Source document:
════════════════
The Congress which had hopes of forming the government had invested a lot in the election. It overrode the claims of its own party to ally with the All India United Democratic Front (AIUDF), led by Badruddin Ajmal, for the first time. Muslims are a sizeable majority in 40 of Assam’s 126 seats. Only in his last days had Tarun Gogoi
begun to review the AIUDF’s political utility, before that, taking a position that any alliance with the party would mean marginalising the Congress’s own base. “It was an existential choice: We could have divided the votes in Muslim majority areas and allowed the BJP to win; or swallowed our pride and done a deal (with the AIUDF),” said a top Congress leader. In addition, the party had an alliance with the Left parties and the Tejashwi Yadav led Rashtriya Janata Dal that was expected to make inroads into the Bihar migrants in Assam.
Against this backdrop, Union Minister Jitendra Singh
on Sunday said the Assembly poll had broken the "jinx" that minorities do not vote for the saffron party as it has received huge support in the Muslim dominated areas and constituencies.
He hoped that in the second term of governance, Assam will, along with the entire northeastern region, emerge as a leading player in the post-Covid economy and growth for not only the northeast but of the whole of India.
The BJP government will have the task of Covid management. But it will also have to put the state back on the rails after the damage the pandemic has done to its economy. Covid has had an impact on millions of workers associated with the 850 big tea gardens in Assam. Complicated labour laws were not helping. Opposition leaders say Assam’s share in central taxes also needed to be augmented. These are issues that the government will have to address immediately, opposition leaders said.
════════════════
Entries provided:
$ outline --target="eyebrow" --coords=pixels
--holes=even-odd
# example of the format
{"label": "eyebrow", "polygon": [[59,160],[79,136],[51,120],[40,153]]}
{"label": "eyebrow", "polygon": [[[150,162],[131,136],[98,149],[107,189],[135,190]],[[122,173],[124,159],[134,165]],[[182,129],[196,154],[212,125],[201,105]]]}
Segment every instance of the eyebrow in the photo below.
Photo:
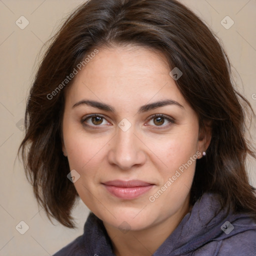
════════════════
Exercise directions: Please print the entire Assam election article from above, word for word.

Your response:
The Congress which had hopes of forming the government had invested a lot in the election. It overrode the claims of its own party to ally with the All India United Democratic Front (AIUDF), led by Badruddin Ajmal, for the first time. Muslims are a sizeable majority in 40 of Assam’s 126 seats. Only in his last days had Tarun Gogoi
begun to review the AIUDF’s political utility, before that, taking a position that any alliance with the party would mean marginalising the Congress’s own base. “It was an existential choice: We could have divided the votes in Muslim majority areas and allowed the BJP to win; or swallowed our pride and done a deal (with the AIUDF),” said a top Congress leader. In addition, the party had an alliance with the Left parties and the Tejashwi Yadav led Rashtriya Janata Dal that was expected to make inroads into the Bihar migrants in Assam.
Against this backdrop, Union Minister Jitendra Singh
on Sunday said the Assembly poll had broken the "jinx" that minorities do not vote for the saffron party as it has received huge support in the Muslim dominated areas and constituencies.
He hoped that in the second term of governance, Assam will, along with the entire northeastern region, emerge as a leading player in the post-Covid economy and growth for not only the northeast but of the whole of India.
The BJP government will have the task of Covid management. But it will also have to put the state back on the rails after the damage the pandemic has done to its economy. Covid has had an impact on millions of workers associated with the 850 big tea gardens in Assam. Complicated labour laws were not helping. Opposition leaders say Assam’s share in central taxes also needed to be augmented. These are issues that the government will have to address immediately, opposition leaders said.